__READING PASSAGE__
****************************************
Media Turns to Steve Huggard for Analysis in Boston Marathon Bombing Case
April 23, 2013 - Steve Huggard, 17-year veteran of the Department of Justice in Boston, has analyzed legal issues arising from the April 15 Boston Marathon bombings in multiple media outlets. In an April 22 Boston Globe article, "Thorny US Legal Questions Swirl in Case of Suspect," Huggard said that the lack of charges so far may reflect an effort to extract intelligence from the suspect before he has a lawyer. “Once they charge him, he’s going to have a lawyer, and [prosecutors] may want to keep the playing field to themselves for a couple of days,” said Huggard.
“Once he’s arrested, the timeline starts. In this country, you don’t get to hold someone indefinitely without seeing a judge,” Huggard added in a second Boston Globe article, "Suspect Charged with Using Weapon of Mass Destruction." In yet another Globe article, "Federal Charges Focus Only on Marathon Bombing," Huggard commented on the 10-page affidavit detailing Tsarnaev’s alleged role in the bombings. “It lays out the evidence so that the public has an idea of what’s been going on in the past week," he said. "There’s been a lot of confusion going on.”
Huggard also weighed in on the upcoming trial in The Wall Street Journal article, “Legal Teams Both Have Terror-Case Experience.” Huggard observed, "The system works well when both sides are well-lawyered, and you're going to have this here."
In four broadcast interviews on NECN, Huggard weighed in on the charges filed against Boston Marathon bombing suspect Dzhokhar Tsarnaev. In the segment, "Legal Analyst: Death Penalty is 'In Play' in Boston Bombing Case," Huggard said, "Two things are obvious. First thing, the death penalty is very much in play in this case. Each of the charges that were lodged by the criminal complaint carries a potential death penalty as punishment. Also, the government has announced, the White House has announced today that this is going to be handled in regular, criminal court just like any other crime that is committed in the United States, and it's not going to be handled in the military courts through a military tribunal. He's not going to be charged as an enemy combatant. He's going to be charged as a criminal defendant in the United States, and the regular criminal procedures that apply in any criminal case will apply in this case." During a second interview, "Huggard: Tsarnaev Wants to Live," he noted that the investigation will continue and that Tsarnaev was charged as soon as possible to keep the case moving.
****************************************
__ACTIVITY LIST__
1. Answer these questions about the piece on Steve Huggard's Boston Marathon bombing commentary, one line each:
(a) How many years had Huggard served with the Department of Justice in Boston?
(b) Which newspaper ran the article "Legal Teams Both Have Terror-Case Experience"?
(c) How many broadcast interviews did Huggard give on NECN?
2. Summarize the piece on Steve Huggard's Boston Marathon bombing commentary in two sentences.
3. Please write the next part of the piece on Steve Huggard's Boston Marathon bombing commentary, picking up after its final sentence.
****************************************
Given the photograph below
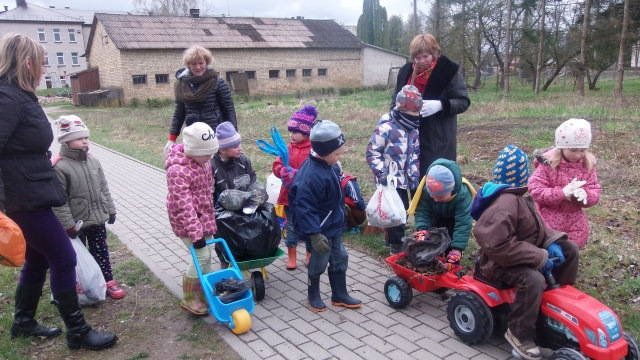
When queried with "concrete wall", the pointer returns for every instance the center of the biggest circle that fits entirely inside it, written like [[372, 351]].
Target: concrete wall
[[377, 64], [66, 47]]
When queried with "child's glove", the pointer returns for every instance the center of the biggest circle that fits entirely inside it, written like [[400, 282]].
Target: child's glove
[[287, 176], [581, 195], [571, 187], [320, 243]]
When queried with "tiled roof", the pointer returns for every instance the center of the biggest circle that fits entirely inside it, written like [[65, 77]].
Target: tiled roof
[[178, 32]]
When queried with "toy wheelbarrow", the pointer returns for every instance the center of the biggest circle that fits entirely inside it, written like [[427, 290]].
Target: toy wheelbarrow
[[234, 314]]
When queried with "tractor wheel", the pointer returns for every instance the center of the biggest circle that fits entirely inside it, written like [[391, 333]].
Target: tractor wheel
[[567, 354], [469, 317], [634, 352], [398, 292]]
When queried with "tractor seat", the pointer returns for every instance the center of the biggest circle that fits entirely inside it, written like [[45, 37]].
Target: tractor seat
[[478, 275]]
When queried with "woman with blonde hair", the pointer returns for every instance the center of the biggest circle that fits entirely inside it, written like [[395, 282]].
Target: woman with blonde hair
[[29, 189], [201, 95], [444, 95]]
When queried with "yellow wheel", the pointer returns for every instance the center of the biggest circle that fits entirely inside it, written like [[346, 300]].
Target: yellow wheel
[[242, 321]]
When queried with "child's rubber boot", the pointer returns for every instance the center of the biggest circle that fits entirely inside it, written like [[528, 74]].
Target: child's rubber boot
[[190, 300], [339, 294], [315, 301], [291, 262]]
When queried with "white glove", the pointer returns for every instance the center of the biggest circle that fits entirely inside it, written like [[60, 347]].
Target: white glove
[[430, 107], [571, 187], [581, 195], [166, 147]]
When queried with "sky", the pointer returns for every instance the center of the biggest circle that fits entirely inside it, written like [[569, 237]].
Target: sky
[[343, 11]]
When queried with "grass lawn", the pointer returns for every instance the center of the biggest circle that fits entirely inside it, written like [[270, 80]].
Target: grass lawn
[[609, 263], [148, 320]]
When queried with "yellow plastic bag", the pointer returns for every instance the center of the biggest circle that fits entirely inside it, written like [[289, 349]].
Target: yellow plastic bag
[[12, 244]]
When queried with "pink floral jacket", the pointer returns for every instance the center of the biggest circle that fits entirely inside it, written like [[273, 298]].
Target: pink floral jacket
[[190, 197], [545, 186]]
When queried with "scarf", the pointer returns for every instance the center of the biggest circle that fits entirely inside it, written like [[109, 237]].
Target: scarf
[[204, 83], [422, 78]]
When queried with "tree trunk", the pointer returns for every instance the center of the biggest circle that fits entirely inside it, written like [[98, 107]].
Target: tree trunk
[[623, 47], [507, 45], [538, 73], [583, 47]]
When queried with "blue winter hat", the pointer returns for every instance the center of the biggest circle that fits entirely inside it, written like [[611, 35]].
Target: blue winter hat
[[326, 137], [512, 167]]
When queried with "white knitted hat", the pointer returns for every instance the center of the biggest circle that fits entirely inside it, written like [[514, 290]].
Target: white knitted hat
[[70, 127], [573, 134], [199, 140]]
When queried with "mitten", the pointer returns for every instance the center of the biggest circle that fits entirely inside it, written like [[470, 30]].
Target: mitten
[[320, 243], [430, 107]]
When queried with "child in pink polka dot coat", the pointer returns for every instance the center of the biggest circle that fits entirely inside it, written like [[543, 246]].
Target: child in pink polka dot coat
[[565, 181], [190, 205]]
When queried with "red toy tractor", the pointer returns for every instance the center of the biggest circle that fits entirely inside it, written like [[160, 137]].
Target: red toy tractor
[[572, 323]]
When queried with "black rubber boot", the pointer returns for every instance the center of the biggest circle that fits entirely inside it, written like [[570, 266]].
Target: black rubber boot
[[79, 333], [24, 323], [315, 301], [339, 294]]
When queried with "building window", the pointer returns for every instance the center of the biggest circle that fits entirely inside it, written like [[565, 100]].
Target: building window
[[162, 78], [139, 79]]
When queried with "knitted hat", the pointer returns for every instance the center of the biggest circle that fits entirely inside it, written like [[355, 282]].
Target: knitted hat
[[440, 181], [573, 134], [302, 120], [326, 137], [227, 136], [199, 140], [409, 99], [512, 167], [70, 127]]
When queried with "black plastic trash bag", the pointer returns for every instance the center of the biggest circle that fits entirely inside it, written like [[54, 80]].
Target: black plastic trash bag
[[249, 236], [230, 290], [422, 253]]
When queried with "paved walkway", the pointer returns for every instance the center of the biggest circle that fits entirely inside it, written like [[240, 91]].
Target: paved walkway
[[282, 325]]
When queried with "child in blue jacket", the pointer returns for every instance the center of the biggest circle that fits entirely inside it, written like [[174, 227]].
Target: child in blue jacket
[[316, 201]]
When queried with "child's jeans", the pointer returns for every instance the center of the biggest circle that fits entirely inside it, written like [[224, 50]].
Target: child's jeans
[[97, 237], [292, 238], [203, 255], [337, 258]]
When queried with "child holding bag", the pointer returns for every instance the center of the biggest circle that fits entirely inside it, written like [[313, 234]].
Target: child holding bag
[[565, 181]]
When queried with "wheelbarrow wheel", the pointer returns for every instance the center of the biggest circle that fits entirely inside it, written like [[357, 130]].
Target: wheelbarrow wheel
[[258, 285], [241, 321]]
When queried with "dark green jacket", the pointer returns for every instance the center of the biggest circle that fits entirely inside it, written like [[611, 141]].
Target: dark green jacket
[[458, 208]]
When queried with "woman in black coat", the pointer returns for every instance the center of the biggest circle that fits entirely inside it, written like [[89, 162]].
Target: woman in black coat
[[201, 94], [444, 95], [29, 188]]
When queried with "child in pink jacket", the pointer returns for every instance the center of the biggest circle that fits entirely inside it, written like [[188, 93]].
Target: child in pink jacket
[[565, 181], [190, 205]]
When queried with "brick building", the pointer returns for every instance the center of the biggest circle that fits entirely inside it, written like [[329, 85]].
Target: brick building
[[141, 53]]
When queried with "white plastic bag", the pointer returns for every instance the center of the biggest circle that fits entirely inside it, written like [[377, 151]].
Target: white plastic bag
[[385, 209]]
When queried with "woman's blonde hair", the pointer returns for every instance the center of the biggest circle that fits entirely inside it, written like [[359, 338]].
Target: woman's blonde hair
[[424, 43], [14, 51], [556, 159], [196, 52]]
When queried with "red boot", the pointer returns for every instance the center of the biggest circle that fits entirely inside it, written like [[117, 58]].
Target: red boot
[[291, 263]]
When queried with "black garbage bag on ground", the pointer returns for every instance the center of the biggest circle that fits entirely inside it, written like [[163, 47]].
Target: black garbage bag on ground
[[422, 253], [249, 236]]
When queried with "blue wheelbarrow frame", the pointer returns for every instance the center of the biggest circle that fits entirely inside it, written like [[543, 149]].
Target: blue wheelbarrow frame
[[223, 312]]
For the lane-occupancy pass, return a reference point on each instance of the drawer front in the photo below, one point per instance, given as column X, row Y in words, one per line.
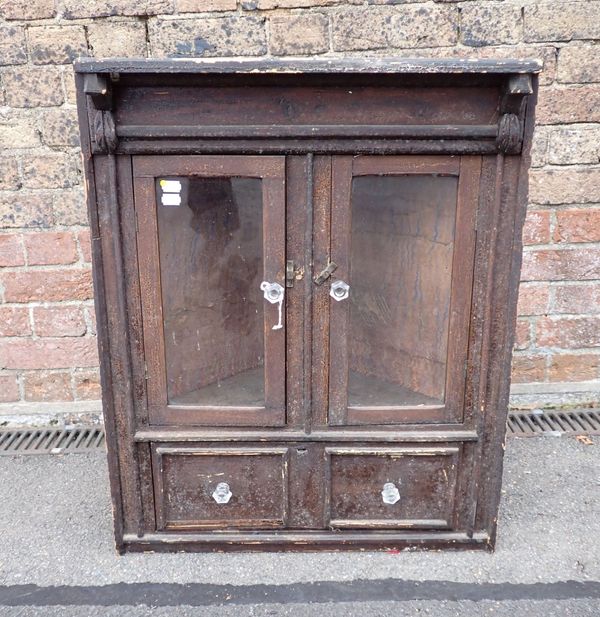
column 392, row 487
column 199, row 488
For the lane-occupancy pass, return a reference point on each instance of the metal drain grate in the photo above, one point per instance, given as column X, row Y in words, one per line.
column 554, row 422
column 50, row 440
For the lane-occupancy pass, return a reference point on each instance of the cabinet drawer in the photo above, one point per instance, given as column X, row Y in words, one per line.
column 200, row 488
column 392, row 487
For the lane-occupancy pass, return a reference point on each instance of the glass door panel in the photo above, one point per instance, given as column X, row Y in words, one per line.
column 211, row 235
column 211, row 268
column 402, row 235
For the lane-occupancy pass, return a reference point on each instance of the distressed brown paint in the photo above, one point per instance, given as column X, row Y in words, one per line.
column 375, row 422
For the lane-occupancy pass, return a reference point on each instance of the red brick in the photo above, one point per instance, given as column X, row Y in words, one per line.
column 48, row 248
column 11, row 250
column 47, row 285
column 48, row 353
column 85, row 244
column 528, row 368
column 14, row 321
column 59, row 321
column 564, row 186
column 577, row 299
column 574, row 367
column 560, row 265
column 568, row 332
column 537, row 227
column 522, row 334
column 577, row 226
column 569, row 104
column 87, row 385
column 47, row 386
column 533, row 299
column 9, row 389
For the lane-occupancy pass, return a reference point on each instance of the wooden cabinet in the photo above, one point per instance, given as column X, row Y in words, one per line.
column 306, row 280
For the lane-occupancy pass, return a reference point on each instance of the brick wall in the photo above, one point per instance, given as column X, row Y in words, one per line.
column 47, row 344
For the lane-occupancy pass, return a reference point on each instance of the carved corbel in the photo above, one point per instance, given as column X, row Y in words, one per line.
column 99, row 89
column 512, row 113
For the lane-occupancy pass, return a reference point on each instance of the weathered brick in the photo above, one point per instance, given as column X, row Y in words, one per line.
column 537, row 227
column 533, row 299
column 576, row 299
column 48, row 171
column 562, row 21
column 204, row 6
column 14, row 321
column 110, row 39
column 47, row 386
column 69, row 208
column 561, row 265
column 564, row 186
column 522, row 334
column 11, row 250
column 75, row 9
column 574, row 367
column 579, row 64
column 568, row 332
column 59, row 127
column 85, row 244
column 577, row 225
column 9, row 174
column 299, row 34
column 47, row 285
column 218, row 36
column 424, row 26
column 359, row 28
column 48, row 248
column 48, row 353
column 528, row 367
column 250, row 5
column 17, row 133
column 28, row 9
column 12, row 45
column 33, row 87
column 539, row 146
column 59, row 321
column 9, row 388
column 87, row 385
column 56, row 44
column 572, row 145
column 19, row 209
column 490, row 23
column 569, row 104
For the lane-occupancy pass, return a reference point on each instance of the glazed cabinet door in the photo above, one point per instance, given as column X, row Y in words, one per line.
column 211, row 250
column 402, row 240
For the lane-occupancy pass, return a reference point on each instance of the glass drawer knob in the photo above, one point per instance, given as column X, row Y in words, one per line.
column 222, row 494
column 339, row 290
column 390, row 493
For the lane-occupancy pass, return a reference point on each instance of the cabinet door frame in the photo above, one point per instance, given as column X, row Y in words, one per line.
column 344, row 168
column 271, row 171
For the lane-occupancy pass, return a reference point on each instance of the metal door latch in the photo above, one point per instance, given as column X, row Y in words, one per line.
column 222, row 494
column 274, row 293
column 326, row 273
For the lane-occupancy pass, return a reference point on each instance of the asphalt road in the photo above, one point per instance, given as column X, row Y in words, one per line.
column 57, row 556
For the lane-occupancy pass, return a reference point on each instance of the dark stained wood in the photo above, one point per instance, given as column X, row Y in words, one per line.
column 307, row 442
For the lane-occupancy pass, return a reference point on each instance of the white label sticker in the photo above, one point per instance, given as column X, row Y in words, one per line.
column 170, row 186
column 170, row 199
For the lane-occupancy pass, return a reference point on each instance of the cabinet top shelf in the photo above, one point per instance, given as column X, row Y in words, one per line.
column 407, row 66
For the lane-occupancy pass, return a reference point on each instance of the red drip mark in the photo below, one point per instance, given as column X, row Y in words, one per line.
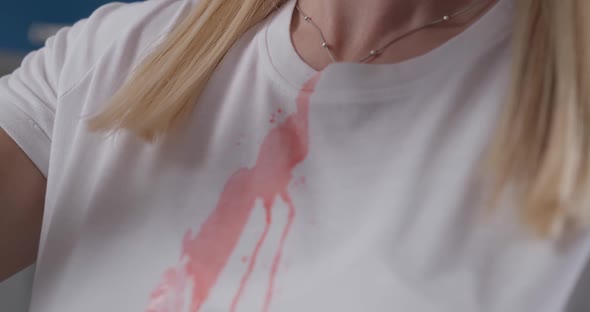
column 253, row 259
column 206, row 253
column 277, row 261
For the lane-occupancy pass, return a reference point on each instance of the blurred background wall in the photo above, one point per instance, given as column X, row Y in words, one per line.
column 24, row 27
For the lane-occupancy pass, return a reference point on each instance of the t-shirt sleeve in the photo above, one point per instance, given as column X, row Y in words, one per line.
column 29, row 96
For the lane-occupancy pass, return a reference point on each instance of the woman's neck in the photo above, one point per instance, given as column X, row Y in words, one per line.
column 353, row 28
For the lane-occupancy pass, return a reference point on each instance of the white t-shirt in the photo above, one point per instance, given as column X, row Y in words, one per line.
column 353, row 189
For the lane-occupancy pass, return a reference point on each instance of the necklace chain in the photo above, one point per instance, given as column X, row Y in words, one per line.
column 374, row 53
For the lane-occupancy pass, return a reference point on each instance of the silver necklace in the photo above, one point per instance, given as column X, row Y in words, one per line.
****************************************
__RESPONSES FOR EACH TASK__
1.
(a) 17 years
(b) The Wall Street Journal
(c) Four

2. Steve Huggard, a 17-year veteran of the Department of Justice in Boston, analyzed legal issues arising from the April 15 Boston Marathon bombings in multiple media outlets, including the Boston Globe and The Wall Street Journal. In four NECN interviews he discussed the charges against suspect Dzhokhar Tsarnaev, saying the death penalty is very much in play and that the case will be handled in regular criminal court rather than by a military tribunal.

3.
In the NBC News article, “After Hospital, Where Will Boston Bombing Suspect Go?”, Huggard outlined several possible scenarios as to what would happen to the Boston bombing suspect once he is no longer in the hospital. Huggard also appeared on Fox TV in Boston to discuss the bombing suspects, as well as on the San Francisco-based radio program with Gil Gross to discuss whether the Boston bombing trial should be moved to a different city. In a television segment on Canada AM, Huggard discussed whether the suspect would have a fair trial in the age of social media.
Furthermore, in a Reuters story, "Boston Marathon Case Prosecutor Known for Aggressive Record," Huggard noted that while the Tsarnaev case will bear Ortiz's imprint, U.S. Attorney General Eric Holder in Washington will be calling important shots as well. "It's not going to be her [Ortiz] doing anything by herself," Huggard said.
After Tsarnev was transferred to a federal prison, Huggard noted that his parents may not be allowed to visit in the NBC News article, “Boston Bombings Suspect Moved from Hospital to Prison.” He also commented on the housing conditions in the federal prison where the Boston suspect was moved in a follow-up NBC News article, “Boston Bomb Suspect's New Home Has Motley Cast of Alums.”